== Polecenie ==
W tekście o strajkach w szkołach zamień „strajk nauczycielski” na „protest nauczycielski” i przepisz fragment od słów „No, sporo złej” aż do słów „Gierek wśród rolników.” włącznie.

== Pokazany tekst ==
Więcej się należy…

wpis w: Uncategorized | 0

No, sporo złej krwi się upuszcza przy okazji strajków w szkołach…i przedszkolach. Dostają ci, co strajkują, a i też przy okazji niestrajkujący. Rodzice (i dziadkowie) strajk nauczycielski popierają… – już nawet o uczniach nie wspominając. W końcu każdy chciałby być piękny, bogaty i młody, a nie stary, biedny i brzydki na dodatek. To a’propos pytań do tzw. opinii publicznej: pro- i anty-PiSowskiej. I każdy też chce zarabiać więcej za mniej czasu, który na pracę poświęca. Ale co się stanie, gdy rodzice się przyzwyczają do strajku i przestaną wysyłać dzieci do przedszkola (co nawet jeszcze nie jest niezgodny z prawem, choć nie wiadomo, jak długo…) i do szkoły (no tu już „wolności” takiej, jak w przedszkolu rodzice nie mają…). Może choć „wizyty gospodarcza miasta” trochę pomogą… – sam KJK się zatroszczył i po przedszkolach jeździł. Acan dobrodziej. Normalnie Gierek wśród rolników.

W naszej ojczyźnie ogarniętej socjalizmem realnym, nic się nie opłaca. Ani bycie nauczycielem, ani złodziejem (przynajmniej nie osiągając pewnego poziomu finansowego kradzieży, bo wtedy można sobie zafundować utratę pamięci i mając już zapewniony być „w oszczędnościach”, na przesłuchaniach powtarzać: „nie pamiętam”). U nas opłaca się „walczyć” o swoje, bo SIĘ NALEŻY. Lekarze, policjanci, nauczyciele… A co z innymi zawodami? One mniej potrzebne? Tata ma, tata da, tata nie żałuje… – jak świnki mogą mieć 500+, to czemu nie cała reszta. Też przecież im się należy! W kolejce kurki, indyki, kaczki… Propaganda sukcesu ogłasza tzw. rekordowe rezerwy budżetu państwa – tak się określa parę groszy nad to, co trzeba za dług publiczny przesłać do wierzycieli III RP. Ciekawe co będzie, gdy się te chwilowe nadwyżki w przyszłości nie zdarzą. Ale skoro skuteczna była „psia grypa”, to i może protest ZNP z „dodatkami”, też… Zobaczymy.

== Lista wierszy ==
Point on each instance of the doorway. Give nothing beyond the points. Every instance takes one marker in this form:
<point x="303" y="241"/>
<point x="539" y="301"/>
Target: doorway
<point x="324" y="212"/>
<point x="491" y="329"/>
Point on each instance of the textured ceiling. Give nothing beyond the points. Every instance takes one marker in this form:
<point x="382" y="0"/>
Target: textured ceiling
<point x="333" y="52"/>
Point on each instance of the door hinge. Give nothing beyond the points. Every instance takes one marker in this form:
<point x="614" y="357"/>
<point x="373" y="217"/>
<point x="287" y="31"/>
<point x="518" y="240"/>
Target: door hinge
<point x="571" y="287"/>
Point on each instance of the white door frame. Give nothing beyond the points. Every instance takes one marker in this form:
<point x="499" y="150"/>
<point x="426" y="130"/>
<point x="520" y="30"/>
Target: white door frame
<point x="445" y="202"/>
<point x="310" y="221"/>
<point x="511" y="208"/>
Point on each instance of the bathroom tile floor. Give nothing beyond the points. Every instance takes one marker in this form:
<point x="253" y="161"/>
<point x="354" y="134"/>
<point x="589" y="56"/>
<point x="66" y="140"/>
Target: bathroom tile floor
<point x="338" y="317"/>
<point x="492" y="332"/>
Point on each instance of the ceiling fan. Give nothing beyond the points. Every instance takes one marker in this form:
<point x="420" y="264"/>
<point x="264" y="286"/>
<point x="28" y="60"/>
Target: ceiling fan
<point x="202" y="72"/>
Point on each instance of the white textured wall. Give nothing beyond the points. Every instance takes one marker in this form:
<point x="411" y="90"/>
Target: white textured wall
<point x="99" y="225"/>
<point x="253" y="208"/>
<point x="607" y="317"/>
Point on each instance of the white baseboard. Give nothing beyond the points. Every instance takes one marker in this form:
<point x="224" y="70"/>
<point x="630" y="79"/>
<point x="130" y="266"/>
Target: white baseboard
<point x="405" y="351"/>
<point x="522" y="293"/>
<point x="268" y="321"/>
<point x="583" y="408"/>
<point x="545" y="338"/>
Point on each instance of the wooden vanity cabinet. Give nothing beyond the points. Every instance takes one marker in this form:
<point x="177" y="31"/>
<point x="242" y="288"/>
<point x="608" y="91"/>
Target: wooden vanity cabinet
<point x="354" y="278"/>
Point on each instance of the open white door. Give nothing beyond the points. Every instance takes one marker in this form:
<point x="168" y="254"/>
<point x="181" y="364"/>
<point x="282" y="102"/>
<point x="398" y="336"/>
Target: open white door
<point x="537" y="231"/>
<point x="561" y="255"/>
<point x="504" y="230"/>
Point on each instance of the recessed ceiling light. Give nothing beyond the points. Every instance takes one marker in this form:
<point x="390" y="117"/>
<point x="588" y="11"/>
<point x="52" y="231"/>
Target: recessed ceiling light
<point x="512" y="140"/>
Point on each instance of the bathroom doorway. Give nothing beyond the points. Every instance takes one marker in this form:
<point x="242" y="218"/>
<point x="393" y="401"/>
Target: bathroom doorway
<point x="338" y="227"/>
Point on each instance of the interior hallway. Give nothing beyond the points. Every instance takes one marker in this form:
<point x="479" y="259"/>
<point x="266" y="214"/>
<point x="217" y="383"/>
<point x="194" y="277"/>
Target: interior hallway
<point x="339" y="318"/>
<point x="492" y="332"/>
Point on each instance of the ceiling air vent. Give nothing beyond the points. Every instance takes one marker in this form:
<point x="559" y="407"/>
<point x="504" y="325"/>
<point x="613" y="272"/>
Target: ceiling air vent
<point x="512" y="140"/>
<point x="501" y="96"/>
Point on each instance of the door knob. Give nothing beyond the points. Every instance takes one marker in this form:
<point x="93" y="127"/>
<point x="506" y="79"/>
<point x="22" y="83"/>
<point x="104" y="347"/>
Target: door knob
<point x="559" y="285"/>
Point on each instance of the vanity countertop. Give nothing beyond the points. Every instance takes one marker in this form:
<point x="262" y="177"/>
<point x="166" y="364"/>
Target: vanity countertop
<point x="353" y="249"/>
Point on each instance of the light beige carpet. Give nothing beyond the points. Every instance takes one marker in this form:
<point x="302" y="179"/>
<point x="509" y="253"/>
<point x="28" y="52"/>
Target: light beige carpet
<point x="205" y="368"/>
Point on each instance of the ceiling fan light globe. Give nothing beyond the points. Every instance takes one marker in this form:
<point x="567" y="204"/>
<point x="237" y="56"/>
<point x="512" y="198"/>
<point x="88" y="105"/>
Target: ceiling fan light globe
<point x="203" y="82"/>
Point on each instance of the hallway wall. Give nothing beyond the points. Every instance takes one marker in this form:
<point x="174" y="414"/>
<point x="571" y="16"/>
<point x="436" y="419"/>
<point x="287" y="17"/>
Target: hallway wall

== Odpowiedź ==
No, sporo złej krwi się upuszcza przy okazji strajków w szkołach…i przedszkolach. Dostają ci, co strajkują, a i też przy okazji niestrajkujący. Rodzice (i dziadkowie) protest nauczycielski popierają… – już nawet o uczniach nie wspominając. W końcu każdy chciałby być piękny, bogaty i młody, a nie stary, biedny i brzydki na dodatek. To a’propos pytań do tzw. opinii publicznej: pro- i anty-PiSowskiej. I każdy też chce zarabiać więcej za mniej czasu, który na pracę poświęca. Ale co się stanie, gdy rodzice się przyzwyczają do strajku i przestaną wysyłać dzieci do przedszkola (co nawet jeszcze nie jest niezgodny z prawem, choć nie wiadomo, jak długo…) i do szkoły (no tu już „wolności” takiej, jak w przedszkolu rodzice nie mają…). Może choć „wizyty gospodarcza miasta” trochę pomogą… – sam KJK się zatroszczył i po przedszkolach jeździł. Acan dobrodziej. Normalnie Gierek wśród rolników.